Retype exactly the lines from the line with "Practice step: identify the wooden" to the end of the data, keeping both boundary lines.

> _LISTED ENTRIES_:
-- start --
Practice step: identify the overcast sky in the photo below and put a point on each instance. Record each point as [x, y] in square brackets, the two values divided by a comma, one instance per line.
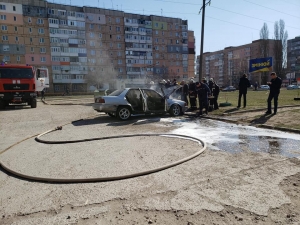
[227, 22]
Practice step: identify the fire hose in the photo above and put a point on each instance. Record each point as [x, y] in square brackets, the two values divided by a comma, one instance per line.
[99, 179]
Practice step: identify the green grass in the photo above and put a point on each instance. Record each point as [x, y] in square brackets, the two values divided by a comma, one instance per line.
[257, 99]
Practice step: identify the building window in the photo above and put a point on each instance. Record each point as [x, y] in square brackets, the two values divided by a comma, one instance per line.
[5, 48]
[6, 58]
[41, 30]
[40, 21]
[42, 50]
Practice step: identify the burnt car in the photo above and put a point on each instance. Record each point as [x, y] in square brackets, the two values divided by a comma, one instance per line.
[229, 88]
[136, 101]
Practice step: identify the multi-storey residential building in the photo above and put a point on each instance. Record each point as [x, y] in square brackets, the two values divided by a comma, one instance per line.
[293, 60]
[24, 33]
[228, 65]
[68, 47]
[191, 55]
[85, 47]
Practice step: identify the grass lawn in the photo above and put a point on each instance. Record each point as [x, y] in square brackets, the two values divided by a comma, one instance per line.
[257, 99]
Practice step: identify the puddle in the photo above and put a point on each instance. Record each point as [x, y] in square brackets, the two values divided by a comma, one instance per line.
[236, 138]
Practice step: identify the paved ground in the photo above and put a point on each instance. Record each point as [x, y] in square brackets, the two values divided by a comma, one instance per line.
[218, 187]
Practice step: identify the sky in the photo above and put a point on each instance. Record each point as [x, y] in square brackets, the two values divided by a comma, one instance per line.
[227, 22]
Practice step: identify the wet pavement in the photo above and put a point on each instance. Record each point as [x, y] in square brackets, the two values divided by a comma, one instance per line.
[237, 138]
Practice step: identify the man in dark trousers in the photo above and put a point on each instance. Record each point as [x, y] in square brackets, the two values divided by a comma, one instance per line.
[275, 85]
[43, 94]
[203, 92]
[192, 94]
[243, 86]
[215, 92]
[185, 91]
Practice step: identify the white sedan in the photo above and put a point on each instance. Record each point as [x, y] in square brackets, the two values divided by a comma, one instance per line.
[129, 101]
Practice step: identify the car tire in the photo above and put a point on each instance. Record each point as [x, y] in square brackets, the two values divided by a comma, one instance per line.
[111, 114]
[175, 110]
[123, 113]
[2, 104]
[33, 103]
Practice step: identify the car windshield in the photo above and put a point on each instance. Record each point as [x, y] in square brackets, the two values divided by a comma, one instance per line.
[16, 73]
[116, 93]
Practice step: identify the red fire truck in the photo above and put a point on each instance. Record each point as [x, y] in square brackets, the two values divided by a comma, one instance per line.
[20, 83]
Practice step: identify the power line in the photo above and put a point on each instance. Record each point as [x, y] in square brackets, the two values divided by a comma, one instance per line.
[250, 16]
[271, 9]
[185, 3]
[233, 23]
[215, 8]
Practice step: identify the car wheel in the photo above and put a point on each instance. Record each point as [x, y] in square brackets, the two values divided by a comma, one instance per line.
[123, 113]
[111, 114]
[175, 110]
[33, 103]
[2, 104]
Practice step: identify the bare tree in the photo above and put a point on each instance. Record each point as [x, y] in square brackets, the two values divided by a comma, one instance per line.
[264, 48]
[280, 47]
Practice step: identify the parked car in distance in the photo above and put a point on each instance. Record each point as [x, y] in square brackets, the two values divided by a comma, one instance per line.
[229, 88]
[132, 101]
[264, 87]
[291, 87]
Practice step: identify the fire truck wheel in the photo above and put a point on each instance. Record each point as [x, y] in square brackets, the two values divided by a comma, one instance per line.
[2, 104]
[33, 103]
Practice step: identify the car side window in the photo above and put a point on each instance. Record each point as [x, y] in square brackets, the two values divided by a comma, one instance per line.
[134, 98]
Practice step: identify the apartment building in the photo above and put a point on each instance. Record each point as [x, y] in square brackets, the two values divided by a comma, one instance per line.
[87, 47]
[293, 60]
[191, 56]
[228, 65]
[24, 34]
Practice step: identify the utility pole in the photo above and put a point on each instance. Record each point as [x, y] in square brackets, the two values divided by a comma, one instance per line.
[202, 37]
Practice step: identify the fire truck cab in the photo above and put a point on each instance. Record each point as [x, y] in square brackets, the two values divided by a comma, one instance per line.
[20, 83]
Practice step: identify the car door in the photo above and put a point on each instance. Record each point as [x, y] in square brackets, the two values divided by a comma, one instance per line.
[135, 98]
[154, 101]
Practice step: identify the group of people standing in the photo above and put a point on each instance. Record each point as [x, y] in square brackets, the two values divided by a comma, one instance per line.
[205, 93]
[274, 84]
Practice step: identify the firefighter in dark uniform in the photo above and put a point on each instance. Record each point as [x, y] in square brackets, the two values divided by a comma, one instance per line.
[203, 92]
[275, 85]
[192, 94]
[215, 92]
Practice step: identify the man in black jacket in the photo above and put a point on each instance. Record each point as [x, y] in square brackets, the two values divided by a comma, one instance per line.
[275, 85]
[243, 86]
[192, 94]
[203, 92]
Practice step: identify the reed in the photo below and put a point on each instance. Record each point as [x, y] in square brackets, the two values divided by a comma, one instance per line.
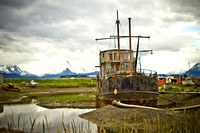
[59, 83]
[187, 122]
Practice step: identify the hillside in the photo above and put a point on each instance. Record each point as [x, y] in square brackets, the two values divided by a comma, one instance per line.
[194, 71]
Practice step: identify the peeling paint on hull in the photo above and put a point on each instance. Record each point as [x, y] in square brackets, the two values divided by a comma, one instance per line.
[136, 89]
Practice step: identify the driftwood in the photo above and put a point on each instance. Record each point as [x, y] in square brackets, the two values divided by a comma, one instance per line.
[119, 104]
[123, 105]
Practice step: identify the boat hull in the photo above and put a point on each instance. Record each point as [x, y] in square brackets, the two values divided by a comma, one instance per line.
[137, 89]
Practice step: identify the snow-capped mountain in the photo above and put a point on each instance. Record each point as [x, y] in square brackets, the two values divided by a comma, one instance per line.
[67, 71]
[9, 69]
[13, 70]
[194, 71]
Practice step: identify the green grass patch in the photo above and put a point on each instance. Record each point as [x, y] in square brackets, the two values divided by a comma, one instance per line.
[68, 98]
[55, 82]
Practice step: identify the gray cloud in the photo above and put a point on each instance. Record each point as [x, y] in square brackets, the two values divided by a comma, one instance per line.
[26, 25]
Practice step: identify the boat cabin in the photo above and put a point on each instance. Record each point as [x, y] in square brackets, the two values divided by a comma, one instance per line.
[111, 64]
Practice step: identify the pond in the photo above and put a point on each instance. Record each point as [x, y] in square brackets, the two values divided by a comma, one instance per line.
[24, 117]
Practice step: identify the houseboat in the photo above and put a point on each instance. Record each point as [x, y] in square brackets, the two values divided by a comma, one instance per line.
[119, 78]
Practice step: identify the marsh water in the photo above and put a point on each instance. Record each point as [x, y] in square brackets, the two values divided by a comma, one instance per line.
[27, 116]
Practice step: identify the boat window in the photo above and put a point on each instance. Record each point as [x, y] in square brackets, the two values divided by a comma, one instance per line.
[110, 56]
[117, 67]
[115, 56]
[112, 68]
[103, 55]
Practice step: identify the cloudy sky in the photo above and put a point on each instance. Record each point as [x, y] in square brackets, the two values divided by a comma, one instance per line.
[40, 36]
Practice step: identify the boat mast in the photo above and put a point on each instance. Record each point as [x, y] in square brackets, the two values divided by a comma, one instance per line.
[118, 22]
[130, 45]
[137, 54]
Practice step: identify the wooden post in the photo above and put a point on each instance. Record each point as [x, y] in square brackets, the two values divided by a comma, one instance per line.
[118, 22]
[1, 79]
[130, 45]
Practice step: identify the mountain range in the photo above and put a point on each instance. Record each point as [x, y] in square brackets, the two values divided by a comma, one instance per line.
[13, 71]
-- end --
> _EXERCISE ANSWER_:
Practice step: identify the wooden post in the photo above and put a point on each instance. Record each point as [x, y] in square brackets, the two values divided by a comma, one instance per line.
[118, 22]
[1, 79]
[130, 45]
Practice step: identify the mountain range in the photo above and put a point on each instance. Record each point as [x, y] in square brackets, the two values divided by a comma, one instance per line.
[13, 71]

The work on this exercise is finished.